(READING TEXT):

※ ※ ※

For all of its promise, blockchains today are limited by the nascent state of the technology and certain design elements inherent to distributed systems, including:

1. On- and off-chain data
   Because a blockchain is technically a shared ledger, a copy of the ledger is maintained by each node on the network. This means that any data stored on the blockchain is duplicated at each node. For this reason, it would be inefficient, and unnecessarily duplicative, to store large amounts of data on a blockchain. Instead, blockchain technology can be used to connect off-chain data stores, acting as an identity and permissioning fabric between parties on the network.
   
2. Scalability
   Activity on blockchain networks has increased every year since bitcoin was released in 2009, but the protocols that exist today are not quite ready to support the speed and volume requirements of the health industry. In a blockchain context, speed and security are often inversely related — more of one means less of the other. In the context of a distributed payer network, we look for consensus as to the state of payer access permissions to provider data files across the network. In either case, consensus requires some amount of computation and time.

※ ※ ※

(ENTRIES SUPPLIED):

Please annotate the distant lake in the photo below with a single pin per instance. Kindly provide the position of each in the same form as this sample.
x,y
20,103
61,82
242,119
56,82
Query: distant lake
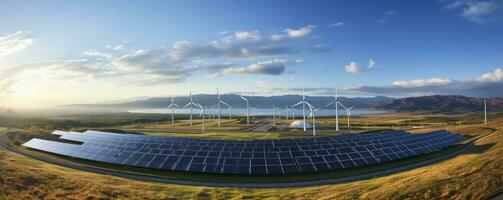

※ ※ ※

(WHAT THIS TASK INVOLVES):
Write the next part of the text on blockchain's limitations, picking up after its final sentence. The data comes from a separate source unrelated to the blockchain text.

(THE ANSWER):
3. Technology standards
   Before blockchain-based applications can be widely adopted, a set of technology standards must be developed. At the moment, there are several competing protocols that exist — bitcoin, Ethereum, Hyperledger, etc. There are also a handful of other proprietary middleware and application development suites for each protocol. The health care industry would be well served to experiment with different protocols and testing environments, but meaningful vertical development and scalability will only be achieved once a standard has been established.
4. Impact dependent on middleware and application layers
   The internet as we know it is built on foundational protocols such as TCP/IP and DNS (internet and domain name protocols, respectively). These protocols support and enable consumer-facing applications such as the web and email. Like TCP/IP and DNS, blockchain is an infrastructure technology, and its value for health care will only be realized by the middleware and consumer-facing applications it supports. The provider data management approach we propose is one example of an application, and there will be countless others, but development takes time.